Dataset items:
====================

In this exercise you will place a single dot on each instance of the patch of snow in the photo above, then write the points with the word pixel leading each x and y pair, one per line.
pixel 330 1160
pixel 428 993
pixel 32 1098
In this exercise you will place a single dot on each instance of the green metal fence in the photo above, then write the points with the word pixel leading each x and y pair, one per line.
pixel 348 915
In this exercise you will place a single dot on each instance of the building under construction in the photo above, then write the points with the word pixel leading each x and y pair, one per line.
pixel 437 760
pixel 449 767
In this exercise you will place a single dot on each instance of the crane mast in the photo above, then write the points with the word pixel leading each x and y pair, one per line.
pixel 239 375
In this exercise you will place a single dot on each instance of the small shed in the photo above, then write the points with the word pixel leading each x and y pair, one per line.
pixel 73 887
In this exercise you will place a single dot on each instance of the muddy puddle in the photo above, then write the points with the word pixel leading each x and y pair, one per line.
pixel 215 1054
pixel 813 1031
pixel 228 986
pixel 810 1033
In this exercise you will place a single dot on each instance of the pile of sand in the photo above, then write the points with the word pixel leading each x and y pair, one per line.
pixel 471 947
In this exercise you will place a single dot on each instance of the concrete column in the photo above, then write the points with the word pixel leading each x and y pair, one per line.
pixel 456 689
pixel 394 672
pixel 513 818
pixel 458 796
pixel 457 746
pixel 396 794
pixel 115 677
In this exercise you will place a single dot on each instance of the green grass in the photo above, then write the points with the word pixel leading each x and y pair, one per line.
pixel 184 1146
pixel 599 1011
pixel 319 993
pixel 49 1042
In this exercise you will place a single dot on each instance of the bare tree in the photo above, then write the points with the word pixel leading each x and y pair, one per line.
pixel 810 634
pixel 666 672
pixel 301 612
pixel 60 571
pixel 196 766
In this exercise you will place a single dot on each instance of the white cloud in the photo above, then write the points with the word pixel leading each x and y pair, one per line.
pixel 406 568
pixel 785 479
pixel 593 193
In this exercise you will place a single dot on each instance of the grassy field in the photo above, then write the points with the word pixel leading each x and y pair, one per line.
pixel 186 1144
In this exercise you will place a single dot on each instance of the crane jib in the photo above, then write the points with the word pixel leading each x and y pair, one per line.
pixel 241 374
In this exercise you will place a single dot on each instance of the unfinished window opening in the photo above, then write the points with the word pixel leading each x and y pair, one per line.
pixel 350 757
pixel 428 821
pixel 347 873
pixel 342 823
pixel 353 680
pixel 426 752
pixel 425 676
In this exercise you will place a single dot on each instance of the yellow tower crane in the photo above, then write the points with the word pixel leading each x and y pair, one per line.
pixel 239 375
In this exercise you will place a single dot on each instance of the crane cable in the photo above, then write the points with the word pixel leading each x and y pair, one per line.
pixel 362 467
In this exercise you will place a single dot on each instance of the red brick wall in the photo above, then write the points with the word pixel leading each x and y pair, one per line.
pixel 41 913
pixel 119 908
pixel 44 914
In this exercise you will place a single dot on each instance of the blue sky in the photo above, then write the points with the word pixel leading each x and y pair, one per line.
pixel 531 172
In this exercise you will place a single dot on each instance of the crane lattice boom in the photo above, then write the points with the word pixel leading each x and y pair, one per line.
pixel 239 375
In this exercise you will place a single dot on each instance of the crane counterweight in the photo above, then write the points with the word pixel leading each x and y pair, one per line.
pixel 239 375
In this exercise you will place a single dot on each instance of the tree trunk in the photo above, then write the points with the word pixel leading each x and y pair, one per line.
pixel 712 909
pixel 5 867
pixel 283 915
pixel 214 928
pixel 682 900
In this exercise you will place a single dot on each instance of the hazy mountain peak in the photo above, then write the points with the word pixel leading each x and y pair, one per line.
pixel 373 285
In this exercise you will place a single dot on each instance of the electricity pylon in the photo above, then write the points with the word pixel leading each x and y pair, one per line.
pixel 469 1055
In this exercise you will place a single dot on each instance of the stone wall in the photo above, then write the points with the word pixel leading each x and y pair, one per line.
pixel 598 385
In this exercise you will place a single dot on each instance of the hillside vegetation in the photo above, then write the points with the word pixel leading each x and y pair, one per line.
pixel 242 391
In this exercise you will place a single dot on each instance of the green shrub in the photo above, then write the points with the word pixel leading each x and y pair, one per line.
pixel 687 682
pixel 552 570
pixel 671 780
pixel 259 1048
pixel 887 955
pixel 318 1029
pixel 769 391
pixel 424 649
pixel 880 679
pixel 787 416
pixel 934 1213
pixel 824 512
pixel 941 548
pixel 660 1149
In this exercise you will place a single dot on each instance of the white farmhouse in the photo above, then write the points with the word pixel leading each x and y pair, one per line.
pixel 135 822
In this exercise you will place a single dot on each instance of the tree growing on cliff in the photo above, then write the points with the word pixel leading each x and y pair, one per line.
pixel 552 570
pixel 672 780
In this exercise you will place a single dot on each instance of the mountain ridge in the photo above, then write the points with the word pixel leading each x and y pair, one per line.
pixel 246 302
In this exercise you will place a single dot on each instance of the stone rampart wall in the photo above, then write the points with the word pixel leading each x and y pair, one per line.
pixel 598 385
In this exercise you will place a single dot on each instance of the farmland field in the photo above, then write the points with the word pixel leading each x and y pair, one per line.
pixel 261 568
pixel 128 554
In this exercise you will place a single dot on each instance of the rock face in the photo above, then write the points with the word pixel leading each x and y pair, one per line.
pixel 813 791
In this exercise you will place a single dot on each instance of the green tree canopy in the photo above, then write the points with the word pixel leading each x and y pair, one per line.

====================

## YOUR INSTRUCTIONS
Copy each line of the data exactly, please.

## ANSWER FOR THIS EXERCISE
In this exercise you will place a single dot on each instance of the patch of snow in the photo above, then write the points with the word pixel leading each x and y pair, one per line.
pixel 330 1160
pixel 428 993
pixel 32 1098
In this exercise you will place a single dot on each instance of the green metal fence in the photo above, then write the points with the word pixel leading each x and y pair, one per line.
pixel 348 915
In this exercise you will place a single dot on each instance of the building under construction in the photo above, then write the points with the word pixel leading each x and y pair, one per line.
pixel 437 760
pixel 449 767
In this exercise you will place a single dot on each instance of the crane mast in the photo above, then write the points with the word pixel leading each x and y pair, one per line.
pixel 239 375
In this exercise you will place a single dot on each instance of the small shed in the photo above, then write the points with the word pixel leading each x and y pair, one per line.
pixel 73 887
In this exercise you will place a single dot on each instance of the muddy puddle in the photo above, then write the points with the word pixel leading each x and y pair, one per line.
pixel 215 1054
pixel 813 1031
pixel 228 986
pixel 810 1033
In this exercise you will place a single dot on each instance of the pile of sand in the photo above, then write the points with the word pixel leading each x and y pair, one per line.
pixel 471 947
In this exercise you will place a single dot on each instance of the concrete column in the photo above, then write the points with the word pixel leading each x and y pair, one per line.
pixel 456 689
pixel 394 672
pixel 513 818
pixel 458 796
pixel 457 746
pixel 396 794
pixel 115 677
In this exercise you will place a single dot on each instance of the green grass in the photo above, then write the points with the word pixel leading each x and y pair, one per line.
pixel 184 1146
pixel 599 1011
pixel 319 993
pixel 49 1042
In this exercise you will place a single dot on each instance of the bare tree in the photo above, then write the points with the word pixel leading each x and y pair, one per line.
pixel 810 634
pixel 666 672
pixel 301 612
pixel 60 571
pixel 196 766
In this exercise you will place a single dot on each instance of the white cloud in the photo above, then write the points with the word pixel leading each x and y pair, one per line.
pixel 406 568
pixel 785 479
pixel 593 193
In this exercise you will place a single dot on each instance of the grassy field in the photo above, then write the points with the word pixel leading each x and y pair, one per line.
pixel 186 1144
In this exercise you will place a single dot on each instance of the crane jib in the photo above, then write the points with the word pixel leading each x and y pair, one per line.
pixel 241 374
In this exercise you will place a single dot on each instance of the unfinished window opening in the photo above, then write the points with the word pixel leading each x and y pair, one per line.
pixel 350 757
pixel 428 821
pixel 347 873
pixel 342 823
pixel 353 680
pixel 426 752
pixel 425 676
In this exercise you will place a single dot on each instance of the yellow tower crane in the photo above, then write the points with the word pixel leading each x and y pair, one per line.
pixel 239 375
In this exercise you will place a single dot on each instance of the crane cable in the photo above, then write the points with the word pixel leading each x and y pair, one per line.
pixel 362 467
In this exercise you will place a single dot on each instance of the red brick wall in the photo above, then write the points with the word pixel leading each x and y pair, one per line.
pixel 41 913
pixel 119 908
pixel 44 914
In this exercise you will place a single dot on each instance of the blue sky in the photo above, then write the points with the word pixel leading each x and y pair, one per line.
pixel 531 172
In this exercise you will place a single dot on each instance of the crane lattice boom in the photo above, then write the points with the word pixel leading each x and y pair, one per line.
pixel 239 375
In this exercise you will place a single dot on each instance of the crane counterweight in the photo above, then write the points with the word pixel leading each x and y pair, one per line.
pixel 239 375
In this exercise you will place a single dot on each instance of the tree trunk in the photo above, then write the points with the word pixel leading each x and y pair, one per line.
pixel 712 909
pixel 5 867
pixel 283 915
pixel 214 928
pixel 682 900
In this exercise you will place a single dot on each instance of the hazy mountain peak in the photo above, then write the points with the word pixel leading each x and y pair, one per line.
pixel 373 285
In this exercise you will place a single dot on each instance of the electricity pylon in the photo above, then write the points with the word pixel leading each x and y pair, one per line.
pixel 469 1055
In this exercise you will place a single dot on each instance of the stone wall in the photo above, then write the points with the word pixel leading each x and y pair, one per line.
pixel 598 385
In this exercise you will place a single dot on each instance of the hillside vegetation in the photo above, then write the points with the word pixel leading each x and y pair, one per line.
pixel 242 391
In this exercise you will place a single dot on each instance of the green shrub in the photo above, then write the points with the word pixel leading each x and y pair, one per line.
pixel 687 682
pixel 552 570
pixel 671 780
pixel 259 1048
pixel 887 955
pixel 318 1029
pixel 769 391
pixel 424 649
pixel 880 679
pixel 787 416
pixel 934 1213
pixel 824 512
pixel 941 548
pixel 660 1149
In this exercise you will place a single dot on each instance of the white farmhouse in the photo above, then write the points with the word pixel leading each x and y pair, one per line.
pixel 135 822
In this exercise you will place a single dot on each instance of the tree growing on cliff in the photo above, then write the points with the word pixel leading each x and y pair, one per line.
pixel 552 570
pixel 672 780
In this exercise you will place a single dot on each instance of the mountain ridge in the photo above, then write the points with the word pixel leading each x and y pair, one per line.
pixel 246 302
In this exercise you will place a single dot on each instance of the stone rampart wall in the photo above, then write the points with the word pixel leading each x and y pair, one per line.
pixel 598 385
In this exercise you will place a single dot on each instance of the farmland field in the photo above, then write the points with the word pixel leading each x and y pair, one per line.
pixel 261 568
pixel 128 554
In this exercise you will place a single dot on each instance of the rock face in the photo above, then write the points with the word pixel leading each x and y pair, one per line.
pixel 813 791
In this exercise you will place a single dot on each instance of the green tree canopy in the photo above, then write the points with the word pixel leading each x and y pair, one per line.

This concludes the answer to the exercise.